* _Instructions for the task_:
The data should be written out in full, exactly as it stands, and the pictures dropped.

* _Given data_:
=-=-=-=-=

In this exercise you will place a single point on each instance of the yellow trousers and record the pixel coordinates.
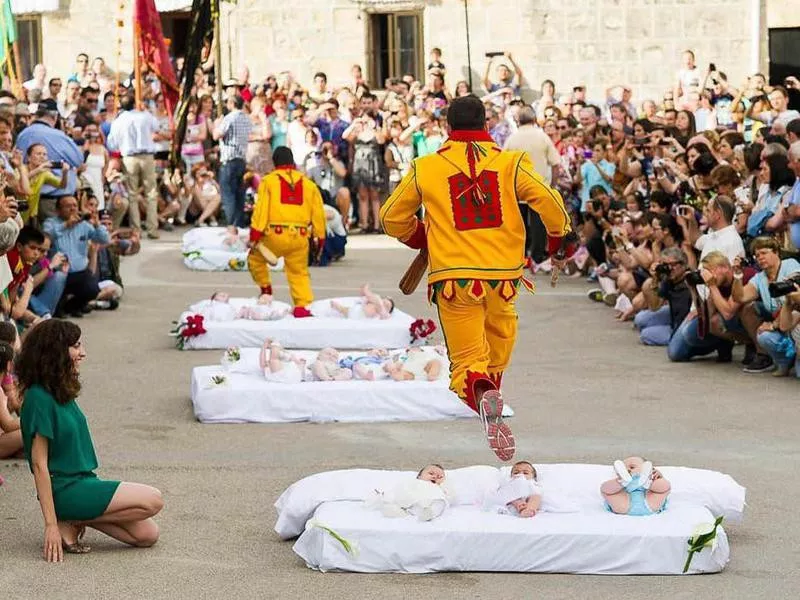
(293, 247)
(479, 324)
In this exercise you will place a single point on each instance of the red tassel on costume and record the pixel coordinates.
(301, 312)
(473, 381)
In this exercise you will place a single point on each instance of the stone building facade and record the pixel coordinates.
(593, 42)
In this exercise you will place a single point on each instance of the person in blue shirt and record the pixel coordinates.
(60, 148)
(71, 235)
(595, 171)
(772, 342)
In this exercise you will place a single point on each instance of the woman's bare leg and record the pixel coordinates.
(141, 534)
(131, 502)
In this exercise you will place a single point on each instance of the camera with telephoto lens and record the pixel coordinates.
(694, 278)
(781, 288)
(663, 270)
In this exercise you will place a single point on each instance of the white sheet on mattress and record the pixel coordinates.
(247, 398)
(203, 250)
(311, 332)
(465, 539)
(580, 483)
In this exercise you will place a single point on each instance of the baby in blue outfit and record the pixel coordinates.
(639, 490)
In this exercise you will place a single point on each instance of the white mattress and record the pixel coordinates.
(587, 539)
(309, 333)
(203, 250)
(246, 397)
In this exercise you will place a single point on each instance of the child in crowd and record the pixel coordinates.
(280, 366)
(10, 434)
(39, 175)
(638, 490)
(369, 306)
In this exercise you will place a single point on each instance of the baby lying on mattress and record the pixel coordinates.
(426, 497)
(639, 489)
(219, 308)
(369, 306)
(415, 363)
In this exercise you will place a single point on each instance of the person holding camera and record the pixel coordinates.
(715, 325)
(71, 235)
(505, 77)
(788, 321)
(761, 290)
(658, 323)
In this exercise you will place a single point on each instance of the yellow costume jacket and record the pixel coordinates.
(287, 199)
(472, 227)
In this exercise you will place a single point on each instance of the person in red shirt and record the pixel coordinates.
(21, 258)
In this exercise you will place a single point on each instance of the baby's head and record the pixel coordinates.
(328, 355)
(433, 473)
(634, 464)
(523, 469)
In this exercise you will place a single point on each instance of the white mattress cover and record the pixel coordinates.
(247, 398)
(593, 541)
(309, 333)
(579, 483)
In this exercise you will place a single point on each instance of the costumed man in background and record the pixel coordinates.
(287, 217)
(475, 238)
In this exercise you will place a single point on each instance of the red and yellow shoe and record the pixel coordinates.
(498, 434)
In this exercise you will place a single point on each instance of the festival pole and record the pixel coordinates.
(137, 67)
(217, 54)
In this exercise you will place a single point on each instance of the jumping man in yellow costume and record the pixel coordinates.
(475, 239)
(288, 212)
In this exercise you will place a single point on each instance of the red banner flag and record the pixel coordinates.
(153, 50)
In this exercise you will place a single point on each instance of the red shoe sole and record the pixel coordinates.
(498, 434)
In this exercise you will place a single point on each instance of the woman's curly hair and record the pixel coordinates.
(44, 359)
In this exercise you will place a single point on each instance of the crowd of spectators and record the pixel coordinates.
(688, 205)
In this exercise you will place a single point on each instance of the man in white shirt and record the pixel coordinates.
(780, 113)
(542, 152)
(722, 235)
(133, 135)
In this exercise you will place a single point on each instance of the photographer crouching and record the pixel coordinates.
(714, 326)
(658, 323)
(766, 291)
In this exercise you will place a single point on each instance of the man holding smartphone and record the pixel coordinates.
(505, 78)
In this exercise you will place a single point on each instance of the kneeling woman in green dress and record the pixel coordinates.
(61, 455)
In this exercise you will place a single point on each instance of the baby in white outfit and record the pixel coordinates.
(280, 366)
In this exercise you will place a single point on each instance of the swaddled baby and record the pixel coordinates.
(218, 308)
(368, 306)
(521, 495)
(263, 310)
(638, 490)
(368, 367)
(426, 497)
(280, 366)
(416, 364)
(327, 368)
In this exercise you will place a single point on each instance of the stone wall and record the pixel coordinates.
(593, 42)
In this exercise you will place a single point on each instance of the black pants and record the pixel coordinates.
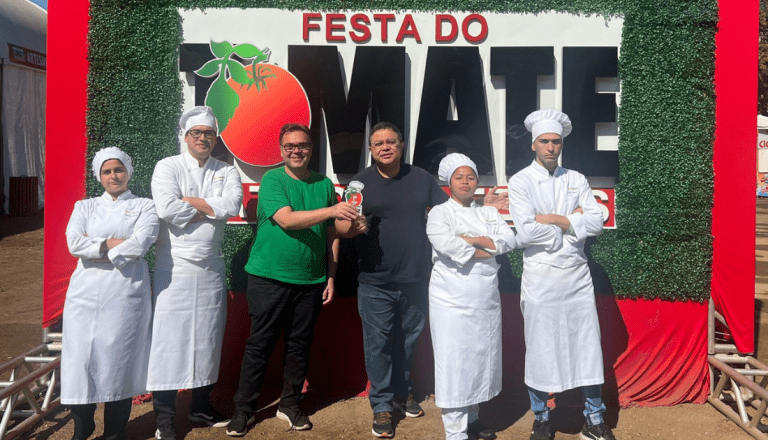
(116, 415)
(276, 307)
(164, 403)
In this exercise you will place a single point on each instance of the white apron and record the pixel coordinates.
(108, 309)
(464, 304)
(190, 305)
(562, 332)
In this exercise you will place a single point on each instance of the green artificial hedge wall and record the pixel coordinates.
(662, 247)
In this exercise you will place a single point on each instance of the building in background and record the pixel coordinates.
(22, 105)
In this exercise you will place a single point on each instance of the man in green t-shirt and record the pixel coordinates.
(290, 275)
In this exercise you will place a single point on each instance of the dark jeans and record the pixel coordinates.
(116, 415)
(276, 307)
(393, 318)
(164, 403)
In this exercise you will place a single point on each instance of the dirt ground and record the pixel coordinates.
(21, 280)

=-=-=-=-=

* _Response to this exercise_:
In this exercise you will place a single point on each instance of the yellow trousers and record the pixel coordinates.
(293, 247)
(479, 324)
In this exercise you will place a single point on each instance of the red tassel on costume and record the pixel coordinates.
(301, 312)
(473, 381)
In this exercise you will place a single point on each instance of the stone building facade and record the pixel coordinates.
(593, 42)
In this exercise you will place a single point on each instance of the person in blue shirt and record the pixel coordinates.
(60, 148)
(71, 235)
(595, 171)
(772, 342)
In this exercise you will place a single point on each instance of the woman's bare leg and record the pixel coordinates.
(141, 534)
(131, 502)
In this exercise you will place a single point on each instance of the camera with telephoto lens and record the pixel coordinates.
(694, 278)
(781, 288)
(663, 270)
In this exercise you will place a single point on each instance of the white sheet on mattress and record the pixel coordinates.
(247, 398)
(203, 250)
(311, 332)
(465, 539)
(580, 483)
In this exercise you will place a single point on each instance of the baby in blue outfit and record the pixel coordinates.
(639, 490)
In this exercise you will place a single point on each instance of the white mattress and record the pixel coordinates.
(587, 539)
(309, 333)
(203, 250)
(246, 397)
In this exercise you will place a single point on each instance of the child in crowd and record the pixel coordinates.
(280, 366)
(10, 434)
(39, 175)
(638, 490)
(369, 306)
In this exercise you will place a single point on each instance of the baby lying on mattress and record the pixel coordinates.
(426, 497)
(639, 489)
(219, 308)
(369, 306)
(415, 363)
In this exercise you will place a single point on each instance of the person holding camera and record the pixel coordinates.
(715, 325)
(71, 235)
(505, 77)
(788, 321)
(761, 290)
(658, 323)
In this exercise you will place a single point on each instance of the yellow costume jacket and record the pixel coordinates.
(287, 199)
(472, 227)
In this exercise you will place a single point on each instance of the person in red shirt and record the pixel coordinates.
(21, 258)
In this exercise you will place a single point on each instance of the baby's head and record the pixel coordinates.
(328, 355)
(433, 473)
(634, 464)
(523, 469)
In this exercise you will place a single point on each instance of the white mattress cover and record the pixel coordinates.
(247, 398)
(593, 541)
(309, 333)
(579, 483)
In this exercise you will place a single point on each instance of the costumed man in background and record the pixel coordinates.
(287, 217)
(475, 238)
In this exercise you will place a single point on each instance of the red and yellow shoe and record the pixel coordinates.
(498, 434)
In this exercise you will place a single point on each instance of the festival pole and record the pixel coordinates.
(137, 67)
(217, 54)
In this exercise you will place a single point on each instance of the jumping man in yellow costume and record the pixel coordinates.
(475, 239)
(288, 212)
In this exercise you will place a single point on each instance of the red banner flag and record the pixel coordinates.
(153, 50)
In this exercise you will place a single point on each instance of the red shoe sole and record the pixel coordinates.
(498, 434)
In this exercise you will place a single point on each instance of the woman's curly hair and record the pixel coordinates.
(44, 359)
In this exercise you will place a single point on each instance of the crowd of spectators and record the pixel coordinates.
(688, 205)
In this exercise you will place a single point on each instance of the man in white shirt and record the pixel coordinates.
(780, 113)
(542, 152)
(722, 235)
(133, 135)
In this exercise you will place a single point on each instance of the photographer crouching and record the pixel coordinates.
(714, 326)
(658, 323)
(766, 291)
In this exercise you will place a single point on each instance of the man holding smartphone and record the pixel coordinates.
(505, 78)
In this exercise you will place a single point on each instance of the kneeling woman in green dress and record the pixel coordinates.
(61, 455)
In this exercise you will place a single point on each instance of the baby in white outfit and record the pixel coordinates.
(280, 366)
In this exercise you will place a single point on each instance of the swaddled baby and record the pixel coordinates.
(218, 308)
(368, 306)
(521, 495)
(263, 310)
(638, 490)
(368, 367)
(426, 497)
(280, 366)
(416, 364)
(327, 368)
In this exercise you will place a single point on each instance of the stone wall and record the pixel coordinates.
(593, 42)
In this exercise you will place a single point on each instance of the black pants and record the pixel coordinates.
(116, 415)
(276, 307)
(164, 403)
In this exercise you will place a single point on each instance of the white apron and record the pixel coordinates.
(108, 309)
(464, 304)
(190, 305)
(562, 332)
In this exercise you will place a single point on each instance of the green artificial hedge wall and record the pixel coordinates.
(662, 247)
In this exercise you will place a single point on each instance of the building in background and record the pixel coordinates.
(22, 105)
In this exercise you will place a single point on each instance of the man in green t-shirt and record the pixel coordinates.
(290, 275)
In this exercise you will place a single point on each instance of the dark jeans and record the pixel coordinates.
(116, 415)
(276, 307)
(393, 318)
(164, 403)
In this exercise you will place a single point on each instance of the dirt ground and record the pixel coordinates.
(21, 280)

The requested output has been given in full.